*WORK TO DO*: Please print the part of the double jeopardy comments starting with "Generally, though, looking" and going on through "much, much lower.", word for word.

*TEXT*:
_ _ _ _ _ _ _
21 of 353 comments (clear)

  1. Erosion of double jeopardy by panurge · · Score: 1, Informative

    Since 9/11 there seems to be a growing desire by governments to abolish double jeopardy - the idea that you cannot be tried twice for the same offense. One way around it is that many countries now have so many statutes that one action can be held to break several different laws - so they can try one thing and then if it doesn't work, try another until they get you. We possibly shouldn't be surprised that Norway is one of them: underneath the clean and friendly image, Scandinavian states have a history of social control, significant right-wing politics, and social repression of dissident groups. Just like us, in fact.

    --
    Panurge has posted for the last time. Thanks for the positive moderations.
    1. Re:Erosion of double jeopardy by wirde · · Score: 5, Informative
      Scandinavian states have a history of social control, significant right-wing politics, and social repression of dissident groups. Just like us, in fact.

      Social control - yes
      Right-wing politics - hell no! Socialist influences more like.
      Repression of dissident groups - no again

      --
      in GNUin GNUin GNUin GNUin GNUin GNUin GNUin GNUSegmentation fault
    2. Re:Erosion of double jeopardy by vidarh · · Score: 5, Informative
      I think you'd find on closer examination that the US legal system places defendants much more at the mercy of overzealous prosecutors than the Norwegian one. In part because of the mechanism we have for providing public defense attorneys. I objected to being drafted for military service, and was assigned a very prominent lawyer at one of the most expensive law firms in Norway free of charge, for instance (interestingly enough I didn't need him - I wrote a letter to the court explaining why the Norwegian department of justice had screwed up, and the court dismissed the case without a hearing). And yes, the lawyer actually spent more time on me than I would have needed.

      As I've pointed out elsewhere, I'll bring out again that Norway does have something similar to US double jeopardy protection, however the protection is against retrial, not appeal. This is what is normal in legal systems not based on English common law. Appeals in Norway always happen to a higher court, and there are only three levels in the court system. The Supreme Court refuses most request for appeals, and the next level down usually only hear complaints about procedure or application of law and usually put substantial weight on the evidence and findings of the lower court.

      As such, the burden of an appeals case is significantly lower than it would have been in a retrial. It's certainly not non-existant, but it's still lower.

      Generally, though, looking at prison population in percentage of population compared to reported crime, it would seem that the Norwegian legal system is far less likely to convict you of anything. Add to that that Norwegian law imposes a maximum sentence of 21 years in prison followed by up to 10 years of regular check ins with the police, a sentence which is usually only used for multiple homicide cases or similar extensive violent crimes. And most crimes have legal maximum sentences that are much, much lower.
_ _ _ _ _ _ _
*ENTRIES SUPPLIED*:
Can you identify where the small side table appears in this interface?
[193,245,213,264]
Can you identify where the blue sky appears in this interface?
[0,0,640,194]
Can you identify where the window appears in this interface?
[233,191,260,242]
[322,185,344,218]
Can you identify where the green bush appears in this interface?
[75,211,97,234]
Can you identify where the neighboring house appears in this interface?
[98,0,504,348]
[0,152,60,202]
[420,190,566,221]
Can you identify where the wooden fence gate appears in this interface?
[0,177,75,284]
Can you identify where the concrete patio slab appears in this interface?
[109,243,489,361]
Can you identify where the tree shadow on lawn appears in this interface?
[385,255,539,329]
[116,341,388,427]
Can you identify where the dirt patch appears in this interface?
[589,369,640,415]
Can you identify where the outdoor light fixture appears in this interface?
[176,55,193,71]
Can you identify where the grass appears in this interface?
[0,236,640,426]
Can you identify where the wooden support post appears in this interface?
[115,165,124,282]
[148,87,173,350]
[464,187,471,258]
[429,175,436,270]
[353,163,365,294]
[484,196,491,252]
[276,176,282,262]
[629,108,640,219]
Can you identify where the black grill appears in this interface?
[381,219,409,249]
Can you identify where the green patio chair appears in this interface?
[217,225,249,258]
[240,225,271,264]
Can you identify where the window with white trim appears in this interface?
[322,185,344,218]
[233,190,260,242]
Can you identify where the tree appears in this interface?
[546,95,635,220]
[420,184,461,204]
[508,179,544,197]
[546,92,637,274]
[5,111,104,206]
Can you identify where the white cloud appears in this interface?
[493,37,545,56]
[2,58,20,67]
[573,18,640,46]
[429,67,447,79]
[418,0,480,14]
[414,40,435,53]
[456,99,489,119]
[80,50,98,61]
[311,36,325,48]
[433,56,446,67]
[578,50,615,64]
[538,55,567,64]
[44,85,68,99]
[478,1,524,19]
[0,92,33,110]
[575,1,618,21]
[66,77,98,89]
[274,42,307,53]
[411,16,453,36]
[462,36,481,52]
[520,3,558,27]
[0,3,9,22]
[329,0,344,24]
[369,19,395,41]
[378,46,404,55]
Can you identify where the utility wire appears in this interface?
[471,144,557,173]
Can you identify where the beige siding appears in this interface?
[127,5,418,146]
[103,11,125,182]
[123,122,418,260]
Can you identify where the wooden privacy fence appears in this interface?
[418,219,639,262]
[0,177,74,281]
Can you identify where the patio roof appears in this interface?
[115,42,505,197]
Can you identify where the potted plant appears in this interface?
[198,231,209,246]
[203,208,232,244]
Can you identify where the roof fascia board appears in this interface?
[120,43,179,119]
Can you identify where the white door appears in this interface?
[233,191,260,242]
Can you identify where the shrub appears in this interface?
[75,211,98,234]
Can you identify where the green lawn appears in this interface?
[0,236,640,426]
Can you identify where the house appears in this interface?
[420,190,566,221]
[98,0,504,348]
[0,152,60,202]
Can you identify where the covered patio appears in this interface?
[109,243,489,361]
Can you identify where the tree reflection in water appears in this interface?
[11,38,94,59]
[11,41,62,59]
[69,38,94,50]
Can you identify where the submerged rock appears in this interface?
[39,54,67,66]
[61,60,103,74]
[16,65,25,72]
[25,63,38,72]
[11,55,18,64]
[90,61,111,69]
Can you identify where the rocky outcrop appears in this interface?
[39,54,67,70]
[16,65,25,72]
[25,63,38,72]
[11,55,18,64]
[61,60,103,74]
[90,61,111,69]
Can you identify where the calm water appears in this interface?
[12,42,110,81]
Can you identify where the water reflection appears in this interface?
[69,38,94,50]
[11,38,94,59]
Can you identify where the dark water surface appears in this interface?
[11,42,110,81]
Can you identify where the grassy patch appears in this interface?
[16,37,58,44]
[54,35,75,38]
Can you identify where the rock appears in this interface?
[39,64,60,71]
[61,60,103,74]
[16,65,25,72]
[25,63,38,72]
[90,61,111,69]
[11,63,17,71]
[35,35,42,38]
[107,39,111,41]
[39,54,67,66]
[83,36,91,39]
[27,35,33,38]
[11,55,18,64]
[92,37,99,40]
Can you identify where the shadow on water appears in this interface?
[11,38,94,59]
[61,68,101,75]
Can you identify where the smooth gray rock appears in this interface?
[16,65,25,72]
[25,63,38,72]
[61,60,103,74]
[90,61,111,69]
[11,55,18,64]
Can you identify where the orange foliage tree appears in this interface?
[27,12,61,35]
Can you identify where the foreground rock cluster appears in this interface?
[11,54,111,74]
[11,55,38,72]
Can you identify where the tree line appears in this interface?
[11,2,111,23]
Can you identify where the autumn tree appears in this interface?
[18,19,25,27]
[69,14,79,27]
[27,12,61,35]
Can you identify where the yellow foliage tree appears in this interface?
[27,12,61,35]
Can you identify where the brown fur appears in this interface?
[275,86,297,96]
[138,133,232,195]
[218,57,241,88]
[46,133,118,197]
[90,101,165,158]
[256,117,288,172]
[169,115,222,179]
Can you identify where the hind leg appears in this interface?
_ _ _ _ _ _ _
*THE REPLY*:
Generally, though, looking at prison population in percentage of population compared to reported crime, it would seem that the Norwegian legal system is far less likely to convict you of anything. Add to that that Norwegian law imposes a maximum sentence of 21 years in prison followed by up to 10 years of regular check ins with the police, a sentence which is usually only used for multiple homicide cases or similar extensive violent crimes. And most crimes have legal maximum sentences that are much, much lower.